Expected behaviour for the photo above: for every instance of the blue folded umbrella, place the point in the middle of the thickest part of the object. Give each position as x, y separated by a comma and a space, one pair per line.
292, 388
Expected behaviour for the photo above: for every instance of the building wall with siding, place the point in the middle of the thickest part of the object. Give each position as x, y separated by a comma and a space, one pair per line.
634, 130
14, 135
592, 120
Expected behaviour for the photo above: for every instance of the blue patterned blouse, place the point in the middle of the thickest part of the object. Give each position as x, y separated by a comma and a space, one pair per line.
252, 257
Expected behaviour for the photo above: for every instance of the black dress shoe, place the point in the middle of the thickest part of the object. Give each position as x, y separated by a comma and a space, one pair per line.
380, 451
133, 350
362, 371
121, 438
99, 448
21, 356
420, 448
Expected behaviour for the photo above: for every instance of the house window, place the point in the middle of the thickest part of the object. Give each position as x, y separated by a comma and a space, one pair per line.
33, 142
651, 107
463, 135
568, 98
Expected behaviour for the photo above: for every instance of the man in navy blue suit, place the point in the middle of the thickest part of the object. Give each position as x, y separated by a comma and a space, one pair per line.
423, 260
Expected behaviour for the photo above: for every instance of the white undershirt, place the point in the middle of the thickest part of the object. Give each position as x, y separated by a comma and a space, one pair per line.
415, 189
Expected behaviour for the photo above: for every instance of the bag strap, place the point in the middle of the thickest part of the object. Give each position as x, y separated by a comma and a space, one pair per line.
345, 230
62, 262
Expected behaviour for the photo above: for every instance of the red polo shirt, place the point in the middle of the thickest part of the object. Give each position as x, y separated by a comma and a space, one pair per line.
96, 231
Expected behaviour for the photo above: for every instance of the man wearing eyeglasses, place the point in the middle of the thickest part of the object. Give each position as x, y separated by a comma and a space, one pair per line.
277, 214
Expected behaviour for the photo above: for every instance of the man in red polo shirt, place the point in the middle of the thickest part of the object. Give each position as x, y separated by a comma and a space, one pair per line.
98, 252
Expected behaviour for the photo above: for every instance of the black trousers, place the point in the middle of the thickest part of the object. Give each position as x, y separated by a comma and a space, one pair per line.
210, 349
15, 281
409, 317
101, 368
━━━━━━━━━━━━━━━━━━━━
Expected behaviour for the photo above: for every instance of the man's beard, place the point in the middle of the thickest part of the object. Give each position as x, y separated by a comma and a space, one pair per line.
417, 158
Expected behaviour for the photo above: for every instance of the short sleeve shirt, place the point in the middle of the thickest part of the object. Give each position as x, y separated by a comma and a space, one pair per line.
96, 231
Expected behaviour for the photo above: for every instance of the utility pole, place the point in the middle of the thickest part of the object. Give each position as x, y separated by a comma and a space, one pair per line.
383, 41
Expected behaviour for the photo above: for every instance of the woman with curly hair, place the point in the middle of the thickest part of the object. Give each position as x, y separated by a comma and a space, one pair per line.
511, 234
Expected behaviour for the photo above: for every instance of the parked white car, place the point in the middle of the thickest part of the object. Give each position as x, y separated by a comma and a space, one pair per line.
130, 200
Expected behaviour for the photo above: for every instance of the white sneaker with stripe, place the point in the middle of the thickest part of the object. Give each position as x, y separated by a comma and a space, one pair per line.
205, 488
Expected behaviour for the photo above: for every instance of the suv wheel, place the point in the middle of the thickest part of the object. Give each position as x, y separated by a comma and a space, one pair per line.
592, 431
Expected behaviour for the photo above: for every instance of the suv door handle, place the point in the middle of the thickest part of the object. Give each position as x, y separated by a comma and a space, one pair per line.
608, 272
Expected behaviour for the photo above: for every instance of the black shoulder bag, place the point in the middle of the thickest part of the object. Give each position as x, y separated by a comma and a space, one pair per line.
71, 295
━━━━━━━━━━━━━━━━━━━━
*Task brief:*
Locate each line in the listing above that contains the word "white" and copy those lines in full.

*Solution:*
Expected behaviour for the photo above: for every instance of the white undershirt, place the point in the middle of the thickest part of the object. Give each position as x, y separated by a comma and a space, one pair per line.
Expected behaviour for the photo above: for every instance of the parked white car, place the point in the middle of the thickest part of the object. Give each position as x, y separated by a comma and a space, one pair per line.
Expected behaviour for the photo above: for every instance of the white sneaker with stripe, place the point in the middle of the thickest part of the object. Give each position as x, y separated by a comma and a space, one pair per line.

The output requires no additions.